## Start

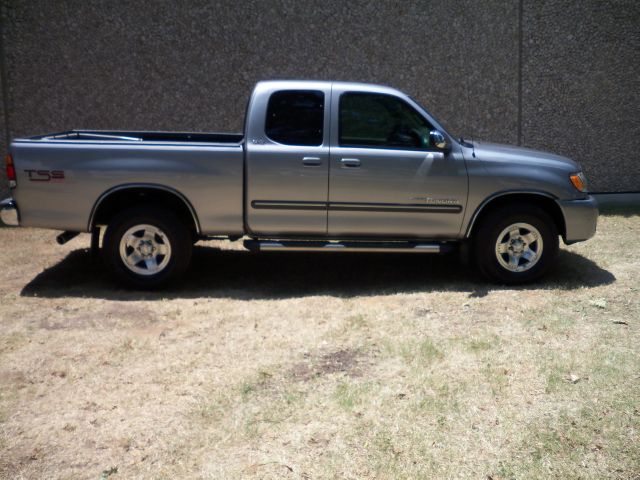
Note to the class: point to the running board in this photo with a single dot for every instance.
(365, 247)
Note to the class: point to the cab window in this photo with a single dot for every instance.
(295, 117)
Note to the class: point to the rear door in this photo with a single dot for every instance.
(386, 178)
(287, 159)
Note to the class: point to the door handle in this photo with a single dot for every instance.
(311, 161)
(350, 162)
(435, 156)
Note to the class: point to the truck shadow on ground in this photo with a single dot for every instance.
(241, 275)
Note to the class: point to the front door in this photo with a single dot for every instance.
(288, 162)
(386, 179)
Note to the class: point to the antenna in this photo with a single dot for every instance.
(473, 147)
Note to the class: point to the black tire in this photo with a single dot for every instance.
(493, 225)
(173, 237)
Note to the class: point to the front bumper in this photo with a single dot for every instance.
(9, 212)
(580, 218)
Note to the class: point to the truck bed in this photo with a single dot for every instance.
(139, 136)
(63, 176)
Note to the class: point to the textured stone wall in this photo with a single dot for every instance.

## End

* Directions *
Repeat all of the rows above word for word, leaving out the pictures.

* Output for this exercise *
Note to the class: point to the running board in this photo with a single dot for every instance.
(365, 247)
Note to the class: point to the cab window in this photo with a single dot for every instance.
(295, 117)
Note to the class: point to the rear door in this photo with a single dot for every instance.
(386, 178)
(287, 159)
Note to the class: point to the door handle in this photo with a single dot for every instance.
(311, 161)
(350, 162)
(435, 156)
Note to the class: point to the truck shadow on ground in this photo with a single dot for every instance.
(241, 275)
Note to the class: point to the front door in this photo with a single dot for every instance.
(288, 162)
(386, 179)
Note to the class: point to the antenna in this photo with a single dot for every instance.
(473, 147)
Note to the class: point to the black tire in this photo with a single dot for every instance.
(493, 225)
(173, 237)
Note to the class: point to the front bumper in this photo with a single dot for every instance.
(9, 212)
(580, 218)
Note to the class: point to the truck bed in this photo with a single dot for every instance.
(139, 136)
(63, 176)
Note to the class: point to the textured stone wall in this photo with a single dot for every instance.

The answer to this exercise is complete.